**REQUIREMENTS**: Return the records below from the line containing "Please drop a marker on the tall narrow" onward, exactly, through and including the last line.
● ● ● ●
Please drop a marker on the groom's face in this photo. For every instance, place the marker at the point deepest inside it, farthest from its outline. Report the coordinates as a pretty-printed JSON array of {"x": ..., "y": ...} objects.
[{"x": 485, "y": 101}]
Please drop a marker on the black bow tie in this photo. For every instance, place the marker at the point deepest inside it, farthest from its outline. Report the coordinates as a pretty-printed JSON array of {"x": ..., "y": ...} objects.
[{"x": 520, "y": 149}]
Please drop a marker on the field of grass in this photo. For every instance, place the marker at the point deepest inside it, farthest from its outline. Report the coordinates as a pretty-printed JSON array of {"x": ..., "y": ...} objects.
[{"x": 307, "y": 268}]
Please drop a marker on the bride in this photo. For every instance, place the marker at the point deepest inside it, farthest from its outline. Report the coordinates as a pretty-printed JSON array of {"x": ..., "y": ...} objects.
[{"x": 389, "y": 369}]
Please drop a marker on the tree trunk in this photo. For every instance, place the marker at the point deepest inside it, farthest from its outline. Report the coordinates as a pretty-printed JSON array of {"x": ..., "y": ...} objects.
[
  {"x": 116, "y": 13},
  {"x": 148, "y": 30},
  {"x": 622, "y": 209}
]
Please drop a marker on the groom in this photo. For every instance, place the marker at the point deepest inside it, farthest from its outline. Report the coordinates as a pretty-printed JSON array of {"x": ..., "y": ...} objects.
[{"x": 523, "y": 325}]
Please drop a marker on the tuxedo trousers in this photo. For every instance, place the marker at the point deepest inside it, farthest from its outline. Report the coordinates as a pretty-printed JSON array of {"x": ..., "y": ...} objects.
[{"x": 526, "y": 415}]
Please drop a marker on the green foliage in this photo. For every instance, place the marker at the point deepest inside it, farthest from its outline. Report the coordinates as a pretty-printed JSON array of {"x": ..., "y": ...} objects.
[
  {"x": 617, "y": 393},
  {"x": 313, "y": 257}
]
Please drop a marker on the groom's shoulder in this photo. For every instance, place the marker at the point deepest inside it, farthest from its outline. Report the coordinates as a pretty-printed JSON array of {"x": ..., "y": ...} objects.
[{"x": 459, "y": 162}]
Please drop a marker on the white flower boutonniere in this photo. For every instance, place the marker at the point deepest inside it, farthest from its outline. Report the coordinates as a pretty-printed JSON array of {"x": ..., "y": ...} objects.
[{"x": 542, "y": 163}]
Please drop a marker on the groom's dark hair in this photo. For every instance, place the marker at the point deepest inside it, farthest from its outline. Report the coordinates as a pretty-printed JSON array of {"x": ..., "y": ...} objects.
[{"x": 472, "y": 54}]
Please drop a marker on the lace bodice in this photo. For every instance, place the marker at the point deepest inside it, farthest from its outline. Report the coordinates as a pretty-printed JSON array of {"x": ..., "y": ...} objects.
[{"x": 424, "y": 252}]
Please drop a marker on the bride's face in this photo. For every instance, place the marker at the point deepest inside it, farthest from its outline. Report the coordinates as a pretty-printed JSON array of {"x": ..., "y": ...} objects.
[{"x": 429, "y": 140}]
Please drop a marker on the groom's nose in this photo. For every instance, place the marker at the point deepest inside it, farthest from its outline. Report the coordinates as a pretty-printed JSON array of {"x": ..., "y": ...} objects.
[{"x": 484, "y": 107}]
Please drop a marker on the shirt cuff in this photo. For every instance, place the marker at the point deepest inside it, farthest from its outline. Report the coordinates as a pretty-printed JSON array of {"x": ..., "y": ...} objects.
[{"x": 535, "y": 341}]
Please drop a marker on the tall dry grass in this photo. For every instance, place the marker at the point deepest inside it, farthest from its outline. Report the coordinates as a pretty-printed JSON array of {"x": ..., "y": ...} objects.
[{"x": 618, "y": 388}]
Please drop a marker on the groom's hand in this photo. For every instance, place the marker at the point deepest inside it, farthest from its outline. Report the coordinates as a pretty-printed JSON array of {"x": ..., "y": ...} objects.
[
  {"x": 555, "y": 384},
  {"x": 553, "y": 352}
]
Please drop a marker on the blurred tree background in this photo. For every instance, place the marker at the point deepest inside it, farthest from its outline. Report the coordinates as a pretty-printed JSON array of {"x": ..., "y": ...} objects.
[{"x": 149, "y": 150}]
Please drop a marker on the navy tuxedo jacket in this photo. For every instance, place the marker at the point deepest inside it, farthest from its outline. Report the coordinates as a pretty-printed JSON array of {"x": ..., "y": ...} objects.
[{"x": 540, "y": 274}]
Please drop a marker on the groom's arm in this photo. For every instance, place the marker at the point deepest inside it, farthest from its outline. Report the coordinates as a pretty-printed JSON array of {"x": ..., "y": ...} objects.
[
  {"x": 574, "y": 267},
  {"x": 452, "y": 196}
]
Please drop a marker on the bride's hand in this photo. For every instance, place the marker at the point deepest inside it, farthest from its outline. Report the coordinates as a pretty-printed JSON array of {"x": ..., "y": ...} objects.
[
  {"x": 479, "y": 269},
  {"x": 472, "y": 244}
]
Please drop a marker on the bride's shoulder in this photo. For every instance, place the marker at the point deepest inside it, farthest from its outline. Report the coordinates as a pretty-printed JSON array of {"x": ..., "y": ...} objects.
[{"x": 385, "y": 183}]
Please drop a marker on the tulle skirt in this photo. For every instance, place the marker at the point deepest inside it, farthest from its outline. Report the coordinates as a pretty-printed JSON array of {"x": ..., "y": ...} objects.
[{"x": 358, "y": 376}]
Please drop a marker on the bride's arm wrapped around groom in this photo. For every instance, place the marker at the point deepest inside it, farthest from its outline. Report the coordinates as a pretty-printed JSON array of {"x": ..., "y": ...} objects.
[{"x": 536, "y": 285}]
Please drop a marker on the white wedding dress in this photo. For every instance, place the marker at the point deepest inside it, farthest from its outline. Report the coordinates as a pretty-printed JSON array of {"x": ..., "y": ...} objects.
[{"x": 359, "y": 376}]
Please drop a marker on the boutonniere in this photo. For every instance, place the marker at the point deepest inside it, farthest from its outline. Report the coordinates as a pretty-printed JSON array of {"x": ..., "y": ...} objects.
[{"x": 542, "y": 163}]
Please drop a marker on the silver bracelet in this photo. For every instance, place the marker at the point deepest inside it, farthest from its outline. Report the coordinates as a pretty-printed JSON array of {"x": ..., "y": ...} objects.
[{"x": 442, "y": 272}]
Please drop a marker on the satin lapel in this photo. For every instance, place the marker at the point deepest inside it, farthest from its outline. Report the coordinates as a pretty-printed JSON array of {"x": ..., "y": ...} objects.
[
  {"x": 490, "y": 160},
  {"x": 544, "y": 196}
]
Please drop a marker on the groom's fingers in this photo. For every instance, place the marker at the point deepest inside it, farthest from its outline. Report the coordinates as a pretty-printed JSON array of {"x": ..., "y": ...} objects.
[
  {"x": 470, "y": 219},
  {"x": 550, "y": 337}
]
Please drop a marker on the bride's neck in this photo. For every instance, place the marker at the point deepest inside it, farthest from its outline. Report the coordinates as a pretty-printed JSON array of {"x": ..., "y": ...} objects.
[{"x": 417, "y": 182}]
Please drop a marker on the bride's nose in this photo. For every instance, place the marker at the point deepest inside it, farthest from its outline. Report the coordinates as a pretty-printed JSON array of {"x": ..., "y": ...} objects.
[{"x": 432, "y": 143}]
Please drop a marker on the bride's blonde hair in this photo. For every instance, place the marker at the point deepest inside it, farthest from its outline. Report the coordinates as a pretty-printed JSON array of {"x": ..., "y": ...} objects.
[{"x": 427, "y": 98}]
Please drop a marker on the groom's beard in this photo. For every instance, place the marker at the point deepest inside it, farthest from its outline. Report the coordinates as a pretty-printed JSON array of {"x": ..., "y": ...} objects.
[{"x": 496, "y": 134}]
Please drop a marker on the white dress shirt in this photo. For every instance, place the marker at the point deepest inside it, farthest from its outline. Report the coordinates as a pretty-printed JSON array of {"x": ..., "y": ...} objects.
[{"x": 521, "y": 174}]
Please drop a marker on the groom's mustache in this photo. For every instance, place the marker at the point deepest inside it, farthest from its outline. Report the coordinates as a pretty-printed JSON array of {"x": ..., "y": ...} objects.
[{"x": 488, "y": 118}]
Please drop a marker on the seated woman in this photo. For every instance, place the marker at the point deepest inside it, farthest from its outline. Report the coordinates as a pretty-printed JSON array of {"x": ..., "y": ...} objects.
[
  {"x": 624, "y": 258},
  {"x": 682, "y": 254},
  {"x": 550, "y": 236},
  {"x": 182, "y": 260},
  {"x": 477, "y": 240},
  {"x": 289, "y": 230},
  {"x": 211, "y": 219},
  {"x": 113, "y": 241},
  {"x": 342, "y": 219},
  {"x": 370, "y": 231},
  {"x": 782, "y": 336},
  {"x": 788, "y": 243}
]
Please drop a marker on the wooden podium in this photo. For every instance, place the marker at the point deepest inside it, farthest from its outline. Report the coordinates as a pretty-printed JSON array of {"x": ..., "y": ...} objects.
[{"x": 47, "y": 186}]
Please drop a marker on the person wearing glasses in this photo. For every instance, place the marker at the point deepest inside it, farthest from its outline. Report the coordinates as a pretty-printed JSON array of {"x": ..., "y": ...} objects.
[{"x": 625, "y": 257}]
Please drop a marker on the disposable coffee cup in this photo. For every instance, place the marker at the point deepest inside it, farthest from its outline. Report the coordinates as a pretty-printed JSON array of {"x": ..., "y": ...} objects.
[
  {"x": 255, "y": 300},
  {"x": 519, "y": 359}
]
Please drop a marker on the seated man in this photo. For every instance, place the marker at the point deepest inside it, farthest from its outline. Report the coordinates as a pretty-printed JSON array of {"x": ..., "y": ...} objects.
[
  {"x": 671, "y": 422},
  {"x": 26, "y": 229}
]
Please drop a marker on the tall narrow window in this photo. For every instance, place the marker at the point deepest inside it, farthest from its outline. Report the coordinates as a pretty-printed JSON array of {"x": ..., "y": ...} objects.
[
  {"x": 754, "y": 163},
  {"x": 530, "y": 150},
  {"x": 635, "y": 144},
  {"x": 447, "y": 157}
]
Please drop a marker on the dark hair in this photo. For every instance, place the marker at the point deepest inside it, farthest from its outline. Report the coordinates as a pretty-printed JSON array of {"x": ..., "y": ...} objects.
● ● ● ●
**SOLVED EXERCISE**:
Please drop a marker on the tall narrow window in this photo. For every instance, place the marker at the point deepest inside it, farthest from its outline. Report the coordinates as a pretty-printed JSON array of {"x": ..., "y": ...} objects.
[
  {"x": 754, "y": 163},
  {"x": 530, "y": 150},
  {"x": 635, "y": 144},
  {"x": 447, "y": 157}
]
Please drop a marker on the dark hair in this photo. For every instance, place the marker at the point deepest inside it, farthest from its outline. Report the coordinates as a pretty-printed JSON array of {"x": ..., "y": ...} objects.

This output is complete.